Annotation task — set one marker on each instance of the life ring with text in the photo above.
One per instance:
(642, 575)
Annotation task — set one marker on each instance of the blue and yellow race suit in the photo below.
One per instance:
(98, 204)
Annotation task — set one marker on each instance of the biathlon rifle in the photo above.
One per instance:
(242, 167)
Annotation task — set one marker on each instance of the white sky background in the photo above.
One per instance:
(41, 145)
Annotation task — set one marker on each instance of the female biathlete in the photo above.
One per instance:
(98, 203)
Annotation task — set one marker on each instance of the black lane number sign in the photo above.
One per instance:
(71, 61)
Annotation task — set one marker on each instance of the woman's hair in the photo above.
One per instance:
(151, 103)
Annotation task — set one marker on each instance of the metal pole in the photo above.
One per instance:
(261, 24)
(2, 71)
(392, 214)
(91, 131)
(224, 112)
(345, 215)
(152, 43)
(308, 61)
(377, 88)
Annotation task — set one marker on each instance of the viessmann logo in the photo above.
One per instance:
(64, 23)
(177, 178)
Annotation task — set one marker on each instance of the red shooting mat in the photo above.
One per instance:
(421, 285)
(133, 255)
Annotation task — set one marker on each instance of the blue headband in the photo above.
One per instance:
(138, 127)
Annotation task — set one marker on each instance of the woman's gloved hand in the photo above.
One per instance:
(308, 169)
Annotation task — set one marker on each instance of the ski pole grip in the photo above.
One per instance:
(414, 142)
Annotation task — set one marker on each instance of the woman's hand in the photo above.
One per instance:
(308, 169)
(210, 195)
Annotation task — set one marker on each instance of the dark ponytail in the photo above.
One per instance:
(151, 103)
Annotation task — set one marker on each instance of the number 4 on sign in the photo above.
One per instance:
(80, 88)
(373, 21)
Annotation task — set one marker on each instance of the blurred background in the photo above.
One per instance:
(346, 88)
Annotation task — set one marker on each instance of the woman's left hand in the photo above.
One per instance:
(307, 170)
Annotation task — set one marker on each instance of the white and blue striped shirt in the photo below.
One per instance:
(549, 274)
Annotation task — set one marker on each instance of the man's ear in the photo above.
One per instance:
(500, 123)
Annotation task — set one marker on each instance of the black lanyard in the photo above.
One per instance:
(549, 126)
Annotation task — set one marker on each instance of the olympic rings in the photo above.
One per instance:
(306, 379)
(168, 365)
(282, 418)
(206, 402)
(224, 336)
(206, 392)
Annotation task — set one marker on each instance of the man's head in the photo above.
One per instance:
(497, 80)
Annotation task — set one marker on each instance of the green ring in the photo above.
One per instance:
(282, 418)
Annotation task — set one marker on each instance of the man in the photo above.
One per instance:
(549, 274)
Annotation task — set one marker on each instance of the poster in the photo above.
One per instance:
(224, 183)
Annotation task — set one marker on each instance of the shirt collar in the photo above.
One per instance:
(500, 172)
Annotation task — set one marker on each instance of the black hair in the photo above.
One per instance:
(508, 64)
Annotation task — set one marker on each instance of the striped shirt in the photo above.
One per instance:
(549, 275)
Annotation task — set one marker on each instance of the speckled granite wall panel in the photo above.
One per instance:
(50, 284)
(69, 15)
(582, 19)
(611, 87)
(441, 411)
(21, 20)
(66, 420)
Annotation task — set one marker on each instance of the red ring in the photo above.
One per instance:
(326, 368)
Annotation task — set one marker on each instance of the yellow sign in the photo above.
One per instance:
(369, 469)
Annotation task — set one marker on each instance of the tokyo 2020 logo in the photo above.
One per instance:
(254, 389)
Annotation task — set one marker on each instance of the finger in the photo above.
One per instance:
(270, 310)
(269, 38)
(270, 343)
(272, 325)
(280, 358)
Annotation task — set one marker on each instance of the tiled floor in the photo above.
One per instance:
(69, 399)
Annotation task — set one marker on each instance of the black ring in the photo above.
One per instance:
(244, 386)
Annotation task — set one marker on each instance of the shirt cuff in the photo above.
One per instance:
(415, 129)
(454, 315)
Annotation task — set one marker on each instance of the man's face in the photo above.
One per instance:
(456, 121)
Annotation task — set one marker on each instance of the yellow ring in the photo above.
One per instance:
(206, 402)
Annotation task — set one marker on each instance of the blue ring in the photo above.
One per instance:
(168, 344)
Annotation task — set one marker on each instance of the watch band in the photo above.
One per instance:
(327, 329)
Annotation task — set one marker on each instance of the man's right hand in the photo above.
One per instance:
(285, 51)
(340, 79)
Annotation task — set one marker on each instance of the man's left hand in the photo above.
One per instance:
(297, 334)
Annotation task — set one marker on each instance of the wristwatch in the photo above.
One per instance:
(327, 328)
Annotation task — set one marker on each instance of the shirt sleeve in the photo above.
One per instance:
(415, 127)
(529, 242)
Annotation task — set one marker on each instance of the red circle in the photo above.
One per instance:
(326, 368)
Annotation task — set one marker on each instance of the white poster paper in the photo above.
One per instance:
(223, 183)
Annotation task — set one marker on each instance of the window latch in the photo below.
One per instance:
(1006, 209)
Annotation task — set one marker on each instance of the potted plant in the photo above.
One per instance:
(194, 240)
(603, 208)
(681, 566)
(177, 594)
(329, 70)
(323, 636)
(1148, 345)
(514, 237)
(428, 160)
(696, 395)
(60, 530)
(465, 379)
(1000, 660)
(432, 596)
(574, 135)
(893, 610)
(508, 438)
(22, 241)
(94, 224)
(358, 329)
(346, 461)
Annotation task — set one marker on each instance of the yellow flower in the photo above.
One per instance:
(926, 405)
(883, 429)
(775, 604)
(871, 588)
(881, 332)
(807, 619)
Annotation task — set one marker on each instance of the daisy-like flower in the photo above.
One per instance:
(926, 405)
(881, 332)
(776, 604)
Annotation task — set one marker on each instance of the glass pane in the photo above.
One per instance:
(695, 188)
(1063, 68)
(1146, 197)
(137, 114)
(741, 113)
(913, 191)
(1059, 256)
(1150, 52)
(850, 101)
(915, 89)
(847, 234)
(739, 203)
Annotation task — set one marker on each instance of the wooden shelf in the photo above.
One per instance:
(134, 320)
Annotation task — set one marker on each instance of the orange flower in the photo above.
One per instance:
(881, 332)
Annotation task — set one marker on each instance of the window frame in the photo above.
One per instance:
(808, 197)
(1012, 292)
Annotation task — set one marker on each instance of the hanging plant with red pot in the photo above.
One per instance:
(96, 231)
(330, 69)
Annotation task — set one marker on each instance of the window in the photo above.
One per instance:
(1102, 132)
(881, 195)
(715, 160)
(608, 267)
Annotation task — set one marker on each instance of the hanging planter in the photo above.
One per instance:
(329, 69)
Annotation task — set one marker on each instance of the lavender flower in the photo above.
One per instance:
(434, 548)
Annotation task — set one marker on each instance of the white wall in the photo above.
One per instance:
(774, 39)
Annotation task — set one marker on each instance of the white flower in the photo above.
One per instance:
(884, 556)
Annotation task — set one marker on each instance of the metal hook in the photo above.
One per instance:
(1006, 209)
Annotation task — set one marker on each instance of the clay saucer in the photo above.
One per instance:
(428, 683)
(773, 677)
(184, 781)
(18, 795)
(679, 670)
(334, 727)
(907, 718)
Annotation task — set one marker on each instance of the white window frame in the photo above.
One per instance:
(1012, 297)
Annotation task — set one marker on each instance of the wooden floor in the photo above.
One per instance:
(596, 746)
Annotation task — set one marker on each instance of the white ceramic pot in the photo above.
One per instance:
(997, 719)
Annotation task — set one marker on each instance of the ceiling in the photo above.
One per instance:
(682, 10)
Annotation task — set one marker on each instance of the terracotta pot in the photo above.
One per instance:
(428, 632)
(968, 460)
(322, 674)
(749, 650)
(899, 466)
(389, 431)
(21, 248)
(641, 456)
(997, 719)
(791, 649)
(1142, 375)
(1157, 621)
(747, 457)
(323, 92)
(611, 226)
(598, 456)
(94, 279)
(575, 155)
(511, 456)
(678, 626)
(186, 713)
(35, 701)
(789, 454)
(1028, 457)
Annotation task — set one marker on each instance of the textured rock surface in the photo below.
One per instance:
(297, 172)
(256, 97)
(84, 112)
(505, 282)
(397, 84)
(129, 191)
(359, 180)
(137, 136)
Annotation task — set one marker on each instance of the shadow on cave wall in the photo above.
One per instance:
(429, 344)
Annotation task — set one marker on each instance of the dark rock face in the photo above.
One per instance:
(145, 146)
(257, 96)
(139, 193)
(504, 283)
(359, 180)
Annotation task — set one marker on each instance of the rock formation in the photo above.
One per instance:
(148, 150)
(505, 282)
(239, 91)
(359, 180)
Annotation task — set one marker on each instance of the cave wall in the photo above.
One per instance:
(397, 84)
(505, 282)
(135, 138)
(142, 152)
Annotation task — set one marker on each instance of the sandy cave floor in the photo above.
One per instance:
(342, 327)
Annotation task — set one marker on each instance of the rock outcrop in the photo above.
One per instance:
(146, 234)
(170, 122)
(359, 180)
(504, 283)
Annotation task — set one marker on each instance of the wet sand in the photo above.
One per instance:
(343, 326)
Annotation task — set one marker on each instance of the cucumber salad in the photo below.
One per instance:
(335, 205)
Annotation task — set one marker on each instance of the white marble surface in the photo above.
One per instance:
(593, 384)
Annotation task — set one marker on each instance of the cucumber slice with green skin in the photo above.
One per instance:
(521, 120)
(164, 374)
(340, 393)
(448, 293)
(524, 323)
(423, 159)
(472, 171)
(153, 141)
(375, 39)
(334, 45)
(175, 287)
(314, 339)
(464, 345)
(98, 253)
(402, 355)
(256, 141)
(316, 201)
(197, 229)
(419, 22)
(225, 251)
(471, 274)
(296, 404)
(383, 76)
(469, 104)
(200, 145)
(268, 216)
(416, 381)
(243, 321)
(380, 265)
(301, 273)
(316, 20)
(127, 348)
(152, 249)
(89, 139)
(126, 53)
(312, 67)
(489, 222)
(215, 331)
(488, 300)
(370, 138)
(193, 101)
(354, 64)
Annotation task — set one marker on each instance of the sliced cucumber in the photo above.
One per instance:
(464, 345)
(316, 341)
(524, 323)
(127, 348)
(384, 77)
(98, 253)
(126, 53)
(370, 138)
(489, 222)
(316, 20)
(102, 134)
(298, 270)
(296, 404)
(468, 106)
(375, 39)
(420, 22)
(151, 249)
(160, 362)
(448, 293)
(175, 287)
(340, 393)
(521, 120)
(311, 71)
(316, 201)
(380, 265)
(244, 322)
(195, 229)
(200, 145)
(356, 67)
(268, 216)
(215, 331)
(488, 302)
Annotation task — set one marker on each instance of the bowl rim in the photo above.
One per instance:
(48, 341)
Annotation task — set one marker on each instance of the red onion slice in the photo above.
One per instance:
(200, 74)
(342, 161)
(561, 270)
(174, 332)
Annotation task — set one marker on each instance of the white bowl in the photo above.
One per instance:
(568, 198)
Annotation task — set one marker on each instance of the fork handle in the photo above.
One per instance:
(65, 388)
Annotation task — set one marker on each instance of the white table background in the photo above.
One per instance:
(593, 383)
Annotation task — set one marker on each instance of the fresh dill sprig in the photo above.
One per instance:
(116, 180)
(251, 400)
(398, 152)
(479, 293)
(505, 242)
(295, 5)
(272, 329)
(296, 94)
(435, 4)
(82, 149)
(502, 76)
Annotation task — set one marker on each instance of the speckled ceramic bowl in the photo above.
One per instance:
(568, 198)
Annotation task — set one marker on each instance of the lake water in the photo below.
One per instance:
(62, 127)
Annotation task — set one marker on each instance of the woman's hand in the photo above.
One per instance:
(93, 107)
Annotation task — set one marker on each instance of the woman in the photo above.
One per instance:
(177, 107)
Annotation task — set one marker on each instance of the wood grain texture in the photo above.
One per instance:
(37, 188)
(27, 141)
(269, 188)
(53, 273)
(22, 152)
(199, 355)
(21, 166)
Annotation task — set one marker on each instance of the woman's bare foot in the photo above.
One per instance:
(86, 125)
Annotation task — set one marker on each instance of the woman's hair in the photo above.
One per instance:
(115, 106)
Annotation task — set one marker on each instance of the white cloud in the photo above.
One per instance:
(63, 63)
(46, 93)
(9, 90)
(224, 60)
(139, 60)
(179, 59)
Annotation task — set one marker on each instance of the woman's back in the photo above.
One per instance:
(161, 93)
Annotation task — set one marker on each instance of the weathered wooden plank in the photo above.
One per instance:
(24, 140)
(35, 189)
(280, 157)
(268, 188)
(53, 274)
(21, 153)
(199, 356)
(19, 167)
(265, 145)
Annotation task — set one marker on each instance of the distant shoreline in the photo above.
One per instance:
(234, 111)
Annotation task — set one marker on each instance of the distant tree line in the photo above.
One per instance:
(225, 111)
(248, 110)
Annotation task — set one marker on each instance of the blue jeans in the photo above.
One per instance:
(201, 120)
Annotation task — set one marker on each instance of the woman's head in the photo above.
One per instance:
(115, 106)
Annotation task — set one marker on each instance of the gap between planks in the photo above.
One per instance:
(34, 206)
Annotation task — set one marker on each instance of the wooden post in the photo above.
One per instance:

......

| Task brief |
Please transcribe exactly the line containing "shoreline in the photo above." and every line after it through the end of the records, and nothing else.

| Task output |
Annotation task — set one marker on each instance of the distant shoreline in the photo above.
One per instance:
(234, 111)
Annotation task — set one marker on each instance of the distant tree line in the photo above.
One per instance:
(225, 111)
(248, 110)
Annotation task — set one marker on each instance of the blue jeans in the photo above.
One per instance:
(201, 120)
Annotation task — set one marker on each instance of the woman's head in the photo above.
One per instance:
(115, 106)
Annotation task — set one marker on each instance of the gap between planks in the photo above.
One per instance:
(34, 206)
Annotation task — set one marker on each instance of the wooden post in the photo above.
One per instance:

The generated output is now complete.